DOCUMENT SEGMENT —
I hit a pheasant in my Swift Royale and dented the luton just above the windscreen. Cost just under £3k to repair 7 years ago. A pheasant flew into the windscreen of my Arto A-class last year (honest I'm not a pheasant killer normally). Cost? Nil. It bounced off without a mark. I've had A-classes for 5 years now, no windscreen replacements necessary.


----------



## Hub (Sep 12, 2005)

Stone chip hit the screen on our Hymer B544 a couple of months ago. Two days later small chip turned into a big crack. Insurer Adrian Flux would only pay the first £500 so we had to stump up the remaining £700. If I remember correctly the windscreen was delivered within 5 working days and fitted immediately.
And we thought we were 'stung' at a cost of £1,200!!!
3 grand?? 8O 8O 8O 
Can't understand it if as has been pointed out here that the Laika screen is the same as Hymer?

We're with Safeguard now.........


----------



## Hymie (May 9, 2005)

*Windscreen*

Hi Laikadriver,

Yes the hymer screen has the pilkington logo/name on it.

As one of the previous posters said, Laika would not be able to make the windscreen themselves - the machinery they would need to invest in for curved laminated screens would be prohibitive for the number of vehicles they produce.

cheers


----------



## Tmax (Aug 5, 2006)

*How much is a windscreen ?*

I too have a potential windscreen problem. I have a Hymer B655 and there is a crack at the bottom behind the wipers about 5ins long. I live in France and have not yet priced a replacement but as I am coming back to the UK in October I rang Hymer UK at Preston and was quoted £1750 + vat excluding fitting. The Screen is made by Pilkingtons as are most windscreens. In my previous life I was the MD of a transoprt company and most truck windscreens including Renault Magnums ( Just about the largest truck screen ) are only a few hundred pounds. I am sure this is just another example of gross inflation of prices for anything related to the leisure industry.


----------



## cabby (May 14, 2005)

Hey Brock, it wasn't a Royal 635 was it.
sorry for going off the thread there. we have heard of these tales of woe about windscreens some time ago, some models that i am not allowed to mention, ( the model is no longer made) also flex and let in water. besides cracking.this decided us to stay with coachbuilt.but these days thought all was now fixed.interesting thought, is this why Autotrail called back some of their new A class.just a whisper that i overheard from a trader.

RAW RECORDS —

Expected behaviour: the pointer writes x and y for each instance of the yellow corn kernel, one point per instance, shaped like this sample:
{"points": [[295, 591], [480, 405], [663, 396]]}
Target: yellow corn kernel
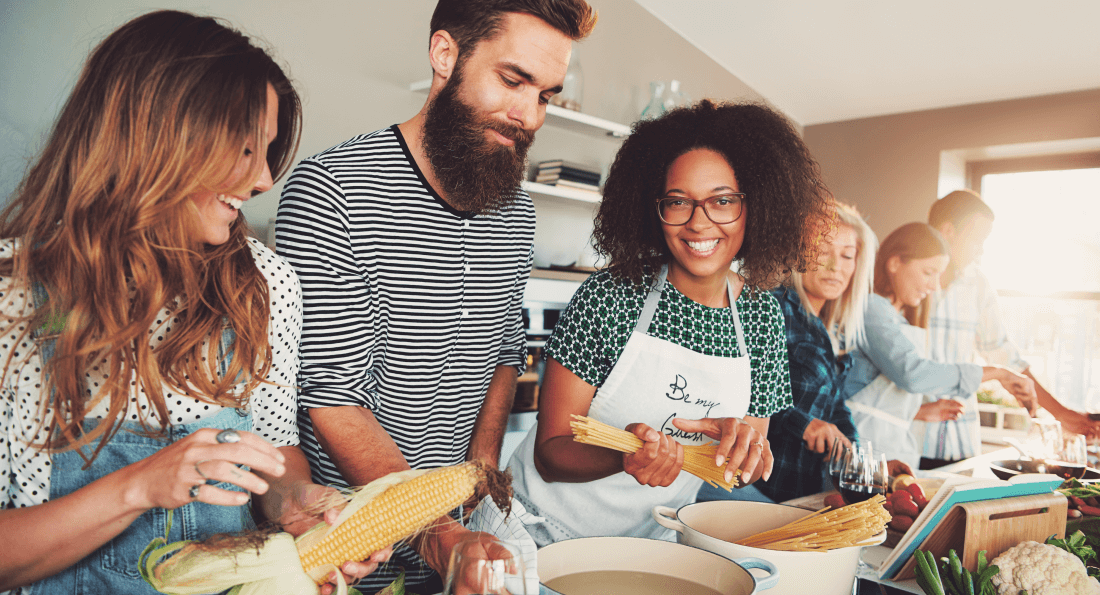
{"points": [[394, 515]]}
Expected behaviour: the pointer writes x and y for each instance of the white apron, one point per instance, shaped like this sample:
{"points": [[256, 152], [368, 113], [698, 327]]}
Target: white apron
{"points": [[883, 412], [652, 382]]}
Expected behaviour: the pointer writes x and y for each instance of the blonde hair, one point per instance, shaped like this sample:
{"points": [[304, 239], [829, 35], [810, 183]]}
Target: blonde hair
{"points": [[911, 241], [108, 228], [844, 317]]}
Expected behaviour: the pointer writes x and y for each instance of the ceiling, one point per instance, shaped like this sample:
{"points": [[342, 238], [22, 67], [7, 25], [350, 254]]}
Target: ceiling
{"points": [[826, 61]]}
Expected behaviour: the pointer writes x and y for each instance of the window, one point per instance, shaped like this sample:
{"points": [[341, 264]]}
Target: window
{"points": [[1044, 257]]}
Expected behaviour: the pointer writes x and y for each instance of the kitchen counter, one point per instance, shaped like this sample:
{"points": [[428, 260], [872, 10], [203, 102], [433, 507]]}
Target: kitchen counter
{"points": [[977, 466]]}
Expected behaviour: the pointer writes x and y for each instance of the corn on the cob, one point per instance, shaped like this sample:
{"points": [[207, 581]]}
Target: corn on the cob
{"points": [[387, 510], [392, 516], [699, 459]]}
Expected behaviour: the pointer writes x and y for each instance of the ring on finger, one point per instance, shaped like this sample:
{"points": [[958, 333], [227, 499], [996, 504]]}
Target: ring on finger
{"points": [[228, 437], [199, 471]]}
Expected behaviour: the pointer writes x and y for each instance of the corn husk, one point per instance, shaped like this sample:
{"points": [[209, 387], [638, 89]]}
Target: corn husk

REQUIRED ACTIONS —
- 1) In the windscreen thread, what price did Hymer UK at Preston quote for the replacement screen?
- 2) Extend the windscreen thread from where it stops by adding the next forum post.

THE ANSWERS —
- 1) £1750 plus VAT, excluding fitting.

- 2)
----------



## Laikadriver (May 1, 2005)

Just an update folks!!

Well, I finally have had the new windscreen fitted at RAC autowindscreens in Inverness, total cost for the job, £2,750!! I also had to buy a new (left hand side) windscreen cover at £70, this I fitted myself.

Nearly 3 grand, and over three months waiting time!! Has this soured my passion for my motorhome? Yes. A bit. My wife and I, may, dependant on circumstances, be going 'full time' at the end of September, and I'm terrified at the costs and the timescale involved, even if we were to have a 'minor shunt'...


One of the interesting things which I noted was that my van has had a replacement windscren previously fitted, although there is no mention of this in the (very) comprehensive service history that came with it. RAC autowindscreens said that the previous screen had been incorrectly installed, and was sitting 'proud of the frame' on one side, which caused an edge to be exposed, with got chipped somehow, causing the crack.

I purchased the van from one of the big 'main dealers', and I suspect that the van had suffered a broken screen, and possibly the previous owners got that fed up waiting months and months for a replacement that they traded it back and left it with the dealers, who then attempted to fit the screen themselves (hence not fitted correctly, and no mention of it in the history!!)

Are all A-class vans this bad for replacement parts? What type of vans do 'full timers' prefer, and is this because parts are an issue?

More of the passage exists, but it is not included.